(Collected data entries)
>> Start

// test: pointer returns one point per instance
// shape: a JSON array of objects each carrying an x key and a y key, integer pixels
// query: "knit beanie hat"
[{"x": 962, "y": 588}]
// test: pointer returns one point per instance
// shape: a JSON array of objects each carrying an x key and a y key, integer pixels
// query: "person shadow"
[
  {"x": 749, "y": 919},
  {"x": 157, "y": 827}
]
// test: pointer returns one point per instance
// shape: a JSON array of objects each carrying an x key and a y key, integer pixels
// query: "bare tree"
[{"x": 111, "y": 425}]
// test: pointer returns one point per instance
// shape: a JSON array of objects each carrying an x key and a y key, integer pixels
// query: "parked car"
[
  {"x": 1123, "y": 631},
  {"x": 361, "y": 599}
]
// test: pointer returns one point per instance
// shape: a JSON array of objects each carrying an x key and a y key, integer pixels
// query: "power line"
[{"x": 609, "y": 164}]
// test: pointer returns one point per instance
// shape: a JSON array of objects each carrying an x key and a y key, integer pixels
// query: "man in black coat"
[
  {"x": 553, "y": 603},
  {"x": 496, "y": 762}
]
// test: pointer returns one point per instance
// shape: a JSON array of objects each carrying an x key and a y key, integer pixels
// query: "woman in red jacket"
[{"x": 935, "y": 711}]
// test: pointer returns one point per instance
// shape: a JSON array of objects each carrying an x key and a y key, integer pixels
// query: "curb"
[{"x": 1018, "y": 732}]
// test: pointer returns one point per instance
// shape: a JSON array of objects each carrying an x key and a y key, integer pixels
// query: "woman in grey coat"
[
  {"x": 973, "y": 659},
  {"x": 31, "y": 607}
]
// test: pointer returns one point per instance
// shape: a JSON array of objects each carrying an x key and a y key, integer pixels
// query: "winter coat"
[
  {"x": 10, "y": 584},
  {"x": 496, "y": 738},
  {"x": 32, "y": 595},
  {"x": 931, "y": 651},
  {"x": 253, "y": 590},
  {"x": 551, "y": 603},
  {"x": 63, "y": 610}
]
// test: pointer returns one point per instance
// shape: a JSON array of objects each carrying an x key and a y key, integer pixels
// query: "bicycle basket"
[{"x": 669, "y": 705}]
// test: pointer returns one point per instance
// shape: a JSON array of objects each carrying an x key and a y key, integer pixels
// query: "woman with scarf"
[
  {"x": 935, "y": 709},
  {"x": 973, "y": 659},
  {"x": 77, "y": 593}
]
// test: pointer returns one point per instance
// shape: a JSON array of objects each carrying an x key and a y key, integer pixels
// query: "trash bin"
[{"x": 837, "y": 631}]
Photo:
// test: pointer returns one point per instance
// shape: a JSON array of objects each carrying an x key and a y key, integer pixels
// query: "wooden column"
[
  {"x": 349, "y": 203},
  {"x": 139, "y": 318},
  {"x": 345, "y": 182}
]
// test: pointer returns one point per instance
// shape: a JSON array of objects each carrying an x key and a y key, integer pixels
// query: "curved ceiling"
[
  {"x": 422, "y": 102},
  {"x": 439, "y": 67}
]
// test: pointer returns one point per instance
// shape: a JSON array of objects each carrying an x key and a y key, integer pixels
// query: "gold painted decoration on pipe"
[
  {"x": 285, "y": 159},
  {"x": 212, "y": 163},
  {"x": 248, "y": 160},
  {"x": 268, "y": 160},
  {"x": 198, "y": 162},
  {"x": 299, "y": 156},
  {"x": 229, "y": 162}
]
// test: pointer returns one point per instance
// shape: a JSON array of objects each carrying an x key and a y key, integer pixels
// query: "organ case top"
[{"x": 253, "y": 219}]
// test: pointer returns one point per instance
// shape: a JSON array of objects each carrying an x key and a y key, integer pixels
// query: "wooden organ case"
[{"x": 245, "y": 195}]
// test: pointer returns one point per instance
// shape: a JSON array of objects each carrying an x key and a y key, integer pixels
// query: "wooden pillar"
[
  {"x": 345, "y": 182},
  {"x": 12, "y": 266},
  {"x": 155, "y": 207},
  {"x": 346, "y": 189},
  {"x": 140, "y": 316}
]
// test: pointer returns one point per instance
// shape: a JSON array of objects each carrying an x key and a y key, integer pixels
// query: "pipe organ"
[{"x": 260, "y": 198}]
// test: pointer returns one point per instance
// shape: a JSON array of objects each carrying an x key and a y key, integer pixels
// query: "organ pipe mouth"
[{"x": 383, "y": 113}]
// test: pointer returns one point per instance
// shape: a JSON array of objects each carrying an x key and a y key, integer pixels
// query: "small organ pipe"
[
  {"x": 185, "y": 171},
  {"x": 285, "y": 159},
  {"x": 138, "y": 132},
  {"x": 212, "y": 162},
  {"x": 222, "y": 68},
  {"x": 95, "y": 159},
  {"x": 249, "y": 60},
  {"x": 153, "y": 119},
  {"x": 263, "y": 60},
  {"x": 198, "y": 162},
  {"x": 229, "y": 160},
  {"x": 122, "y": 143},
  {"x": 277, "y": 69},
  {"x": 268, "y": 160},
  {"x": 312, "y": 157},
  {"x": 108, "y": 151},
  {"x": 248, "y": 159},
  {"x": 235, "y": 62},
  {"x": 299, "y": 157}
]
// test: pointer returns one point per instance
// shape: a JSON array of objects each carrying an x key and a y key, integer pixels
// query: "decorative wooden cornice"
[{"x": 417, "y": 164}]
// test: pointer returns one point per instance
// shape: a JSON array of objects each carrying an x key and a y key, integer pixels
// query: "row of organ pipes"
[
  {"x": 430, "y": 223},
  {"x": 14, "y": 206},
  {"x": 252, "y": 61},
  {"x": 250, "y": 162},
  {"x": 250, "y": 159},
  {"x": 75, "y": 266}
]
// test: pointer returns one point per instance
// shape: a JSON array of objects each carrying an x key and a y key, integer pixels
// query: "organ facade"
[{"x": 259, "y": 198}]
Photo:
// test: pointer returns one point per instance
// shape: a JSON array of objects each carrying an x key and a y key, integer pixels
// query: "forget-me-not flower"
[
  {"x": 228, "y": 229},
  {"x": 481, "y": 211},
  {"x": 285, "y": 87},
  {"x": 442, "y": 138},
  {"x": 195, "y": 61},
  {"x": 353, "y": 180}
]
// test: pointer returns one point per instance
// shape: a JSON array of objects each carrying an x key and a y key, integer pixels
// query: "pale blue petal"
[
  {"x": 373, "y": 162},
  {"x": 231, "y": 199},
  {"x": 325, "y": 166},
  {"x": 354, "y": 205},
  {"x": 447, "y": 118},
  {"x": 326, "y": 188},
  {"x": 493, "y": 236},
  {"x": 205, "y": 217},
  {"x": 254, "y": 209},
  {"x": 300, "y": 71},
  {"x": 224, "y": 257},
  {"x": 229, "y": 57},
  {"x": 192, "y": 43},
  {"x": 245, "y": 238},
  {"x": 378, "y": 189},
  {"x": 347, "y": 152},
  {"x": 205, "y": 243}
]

>> End

AIM → Restate every entry word for word.

RESPONSE FOR THIS EXERCISE →
// test: pointer returns one point per instance
// shape: a JSON array of objects each carrying an x key and a y key, integer pixels
// query: "knit beanie hat"
[{"x": 962, "y": 588}]
// test: pointer returns one point per instance
// shape: a JSON array of objects each carrying an x key and a y key, integer pixels
// query: "person shadow"
[
  {"x": 749, "y": 919},
  {"x": 157, "y": 827}
]
// test: pointer returns one point per instance
// shape: a JSON array of objects each carrying an x key and a y key, integer pixels
// query: "bare tree"
[{"x": 111, "y": 425}]
// test: pointer returns one point per instance
// shape: a JSON array of objects each carrying an x key and a y key, integer pixels
// query: "parked car"
[
  {"x": 1123, "y": 631},
  {"x": 361, "y": 599}
]
// test: pointer returns one point per instance
// shape: a JSON array of objects each carrying an x key and a y key, integer pixels
// query: "power line"
[{"x": 609, "y": 164}]
// test: pointer returns one point per instance
// shape: a JSON array of objects each carrying an x key and a y key, integer pixels
// query: "man in black coat"
[
  {"x": 553, "y": 603},
  {"x": 496, "y": 762}
]
// test: pointer returns one point per instance
// shape: a JSON array of objects each carrying an x key and a y key, integer pixels
// query: "woman in red jacket"
[{"x": 935, "y": 711}]
// test: pointer returns one point per instance
// shape: a JSON array of objects each carrying an x key and a y key, integer pixels
// query: "curb"
[{"x": 1018, "y": 732}]
// test: pointer returns one point per instance
// shape: a JSON array of objects each carrying an x key and a y key, integer pixels
// query: "woman in grey coat"
[
  {"x": 973, "y": 659},
  {"x": 31, "y": 607}
]
// test: pointer returns one point per instance
// shape: a JSON array of objects each carrying an x key and a y key, integer pixels
// query: "winter coat"
[
  {"x": 10, "y": 584},
  {"x": 496, "y": 738},
  {"x": 32, "y": 595},
  {"x": 931, "y": 651},
  {"x": 253, "y": 590},
  {"x": 551, "y": 603},
  {"x": 63, "y": 610}
]
// test: pointer returns one point per instance
// shape: a JSON array of objects each carrying an x key and a y key, integer pixels
// query: "bicycle basket"
[{"x": 669, "y": 705}]
// test: pointer returns one point per instance
// shape: a JSON array of objects each carrying an x key and a y key, integer pixels
// query: "woman with scarf"
[
  {"x": 935, "y": 709},
  {"x": 973, "y": 659},
  {"x": 77, "y": 593}
]
// test: pointer returns one point per instance
// shape: a JSON array of objects each carrying an x key and a y key, integer pixels
// query: "trash bin"
[{"x": 837, "y": 631}]
Photo:
// test: pointer returns one point per instance
// shape: a JSON array of objects each carrying an x key and a y key, integer pixels
// query: "wooden column"
[
  {"x": 349, "y": 203},
  {"x": 139, "y": 318},
  {"x": 345, "y": 182}
]
// test: pointer returns one point per instance
// shape: a JSON array of objects each carrying an x key and a y key, integer pixels
// query: "curved ceiling"
[
  {"x": 422, "y": 102},
  {"x": 439, "y": 67}
]
// test: pointer returns one point per instance
// shape: a JSON array of objects each carrying an x key and a y key, integer pixels
// query: "gold painted decoration on pipe"
[
  {"x": 285, "y": 159},
  {"x": 212, "y": 163},
  {"x": 248, "y": 160},
  {"x": 268, "y": 160},
  {"x": 198, "y": 162},
  {"x": 299, "y": 156},
  {"x": 229, "y": 162}
]
// test: pointer returns one point per instance
// shape: a JSON array of objects each carrying an x key and a y key, integer pixels
// query: "organ case top"
[{"x": 253, "y": 219}]
// test: pointer returns one point per instance
// shape: a JSON array of objects each carrying an x key and a y key, integer pixels
// query: "wooden organ case"
[{"x": 245, "y": 195}]
// test: pointer returns one point per instance
// shape: a JSON array of objects each carrying an x key and a y key, integer pixels
// query: "wooden pillar"
[
  {"x": 345, "y": 182},
  {"x": 12, "y": 266},
  {"x": 155, "y": 207},
  {"x": 346, "y": 189},
  {"x": 140, "y": 316}
]
// test: pointer returns one point per instance
// shape: a JSON array of objects each carrying an x key and a y key, integer pixels
// query: "pipe organ"
[{"x": 260, "y": 198}]
// test: pointer returns one point per instance
// shape: a JSON array of objects each carrying an x key and a y key, integer pixels
// query: "organ pipe mouth"
[{"x": 383, "y": 113}]
// test: pointer returns one point per instance
// shape: a JSON array of objects each carrying an x key and a y key, integer pixels
// query: "small organ pipe"
[
  {"x": 185, "y": 171},
  {"x": 285, "y": 159},
  {"x": 138, "y": 132},
  {"x": 212, "y": 162},
  {"x": 222, "y": 68},
  {"x": 95, "y": 159},
  {"x": 249, "y": 60},
  {"x": 153, "y": 119},
  {"x": 263, "y": 60},
  {"x": 198, "y": 162},
  {"x": 229, "y": 160},
  {"x": 122, "y": 143},
  {"x": 277, "y": 69},
  {"x": 268, "y": 160},
  {"x": 312, "y": 157},
  {"x": 108, "y": 151},
  {"x": 248, "y": 159},
  {"x": 235, "y": 62},
  {"x": 299, "y": 157}
]
// test: pointer returns one point per instance
// shape: a JSON array of objects each carrying an x key and a y key, integer pixels
// query: "decorative wooden cornice"
[{"x": 417, "y": 164}]
// test: pointer returns one point per instance
// shape: a JSON array of objects each carrying an x key and a y key, integer pixels
// query: "row of organ pipes"
[
  {"x": 430, "y": 223},
  {"x": 14, "y": 206},
  {"x": 252, "y": 61},
  {"x": 250, "y": 162},
  {"x": 250, "y": 159},
  {"x": 75, "y": 266}
]
// test: pointer returns one point per instance
// shape: a JSON array of objects each carrying an x key and a y key, integer pixels
// query: "organ facade"
[{"x": 259, "y": 198}]
Photo:
// test: pointer returns one point per instance
// shape: a JSON array of objects each carrying an x key and a y key, integer pixels
// query: "forget-me-not flower"
[
  {"x": 228, "y": 229},
  {"x": 481, "y": 211},
  {"x": 285, "y": 87},
  {"x": 442, "y": 138},
  {"x": 195, "y": 61},
  {"x": 353, "y": 180}
]
// test: pointer returns one point per instance
// shape: a JSON array of objects each carrying an x key and a y key, integer pixels
// query: "pale blue petal"
[
  {"x": 373, "y": 162},
  {"x": 231, "y": 199},
  {"x": 325, "y": 166},
  {"x": 354, "y": 205},
  {"x": 447, "y": 118},
  {"x": 326, "y": 188},
  {"x": 493, "y": 236},
  {"x": 205, "y": 217},
  {"x": 254, "y": 209},
  {"x": 300, "y": 71},
  {"x": 224, "y": 257},
  {"x": 229, "y": 57},
  {"x": 192, "y": 43},
  {"x": 245, "y": 238},
  {"x": 378, "y": 189},
  {"x": 347, "y": 152},
  {"x": 205, "y": 243}
]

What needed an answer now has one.